Quoted text:
Section 147 reassessment valid when Section 153C inapplicable due to lack of incriminating material

By | December 3, 2025

Section 147 reassessment valid when Section 153C inapplicable due to lack of incriminating material

 

Issue

  1. Choice of Provision: Whether assessment proceedings must necessarily be initiated under Section 153C (Search Assessment) instead of Section 147 (Reassessment) when a search is conducted on a third party, even if no incriminating material belonging to the assessee was found.

  2. Writ Maintainability: Whether a Writ Petition is maintainable against such an assessment order when an alternative statutory remedy (Appeal) exists.

Facts

  • Context: A search and seizure operation under Section 132 was conducted on three finance brokers.

  • The Assessment: Pursuant to information arising from this search (or related investigations), the Assessing Officer (AO) passed an assessment order against the assessee for AY 2019-20 under Section 147 (Reassessment).

  • Assessee’s Contention: The assessee filed a writ petition arguing that since the proceedings stemmed from a search operation, the AO should have mandatorily invoked Section 153C and that initiating proceedings under Section 147 was a jurisdictional error.

  • Why the Assessee Argued This: Often, assessees argue for Section 153C because if the strict procedural requirements of Section 153C (satisfaction notes, handover of documents) are not met, the assessment can be quashed on technical grounds.

Decision

  • Section 153C is Conditional: The Court held that Section 153C is not automatically triggered just because a search happened somewhere. It requires the satisfaction of statutory conditions: specifically, that incriminating material (money, bullion, books of account) belonging to or pertaining to the “other person” (the assessee) must be found and seized.

  • Absence of Material: In this case, no incriminating material belonging to the assessee was found during the search of the finance brokers. Therefore, the foundational condition for invoking Section 153C was absent.

  • Validity of Section 147: Since Section 153C could not be applied, the Revenue was right to resort to Section 147 to assess income escaping assessment based on available information. The Court implicitly followed the principle that Section 147 acts as a residual provision when the specific search assessment provisions (153A/153C) are not applicable.

  • Alternative Remedy: The Court ruled that the jurisdictional challenge failed. Consequently, for any other factual disputes, the assessee has an efficacious alternative remedy: filing an appeal before the Appellate Authority under Section 246. The Writ Petition was dismissed.

Key Takeaways

No Incriminating Material = No Section 153C: You cannot force the Department to assess you under Section 153C if they didn’t find seized documents belonging to you. In such cases, they retain the power to use the standard Reassessment (Section 148) route.

Section 147 is the Safety Net: When the specific “Search Assessment” door closes due to lack of seized evidence, the “Reassessment” door (Section 147) opens, provided the AO has “information” suggesting income escapement.

Writ Jurisdiction: High Courts will not entertain Writs to bypass the CIT(A) unless there is a glaring lack of jurisdiction. Since Section 147 was held to be the correct jurisdiction here, the Writ was rejected.

HIGH COURT OF CALCUTTA
Shiv Kumar Saraf
v.
Principal Chief Commissioner of Income-tax
Om Narayan Rai, J.
WPO No. 646 of 2024
NOVEMBER  10, 2025
Anirban Banerjee and Deep Agarwal, Advs. for the Petitioner. Aryak Dutt, Adv. for the Respondent.
ORDER
1. This is the second writ litigation impugning assessment proceeding in respect of assessment year 2019-20.

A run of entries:

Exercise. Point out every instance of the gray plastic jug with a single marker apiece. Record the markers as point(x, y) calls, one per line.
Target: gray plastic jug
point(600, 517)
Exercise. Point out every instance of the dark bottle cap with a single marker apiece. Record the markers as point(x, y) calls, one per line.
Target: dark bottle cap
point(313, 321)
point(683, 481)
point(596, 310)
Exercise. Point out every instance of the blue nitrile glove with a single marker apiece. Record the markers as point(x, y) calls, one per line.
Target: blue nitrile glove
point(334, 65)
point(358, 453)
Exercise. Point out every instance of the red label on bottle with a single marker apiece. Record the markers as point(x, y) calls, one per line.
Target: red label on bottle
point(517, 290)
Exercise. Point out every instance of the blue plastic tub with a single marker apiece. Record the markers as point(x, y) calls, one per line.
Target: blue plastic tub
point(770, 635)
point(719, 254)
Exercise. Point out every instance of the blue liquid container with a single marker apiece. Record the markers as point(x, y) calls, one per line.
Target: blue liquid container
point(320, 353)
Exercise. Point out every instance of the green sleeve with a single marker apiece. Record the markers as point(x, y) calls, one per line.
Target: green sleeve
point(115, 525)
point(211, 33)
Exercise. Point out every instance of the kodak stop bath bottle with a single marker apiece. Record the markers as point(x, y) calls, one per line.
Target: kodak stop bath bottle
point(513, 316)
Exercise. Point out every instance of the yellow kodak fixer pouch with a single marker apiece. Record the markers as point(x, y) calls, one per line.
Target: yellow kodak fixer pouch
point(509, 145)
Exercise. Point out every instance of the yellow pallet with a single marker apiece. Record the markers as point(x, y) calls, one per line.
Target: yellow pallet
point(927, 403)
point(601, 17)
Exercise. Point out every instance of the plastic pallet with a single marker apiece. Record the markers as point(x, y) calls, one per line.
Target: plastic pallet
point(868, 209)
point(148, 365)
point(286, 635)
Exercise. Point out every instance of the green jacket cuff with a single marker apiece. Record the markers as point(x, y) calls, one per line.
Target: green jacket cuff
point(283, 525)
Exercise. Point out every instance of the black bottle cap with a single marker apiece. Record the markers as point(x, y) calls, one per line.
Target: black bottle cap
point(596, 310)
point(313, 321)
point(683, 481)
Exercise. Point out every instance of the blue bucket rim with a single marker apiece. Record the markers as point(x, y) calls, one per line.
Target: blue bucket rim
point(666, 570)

Required actions:
A - Answer these questions from the case summary, one answer a line, marked the same way:
(i) How many finance brokers were subjected to the search and seizure operation?
(ii) Under which section can the assessee file an appeal before the Appellate Authority?
(iii) What is the WPO number of the case?
B - Write out the entries unchanged, from the line containing "Exercise. Point out every instance of the blue bucket" through the last line of the entries.
The case summary and the entries are unrelated to each other.

Answer list:
A -
(i) Three.
(ii) Section 246.
(iii) WPO No. 646 of 2024.

B -
Exercise. Point out every instance of the blue bucket rim with a single marker apiece. Record the markers as point(x, y) calls, one per line.
Target: blue bucket rim
point(666, 570)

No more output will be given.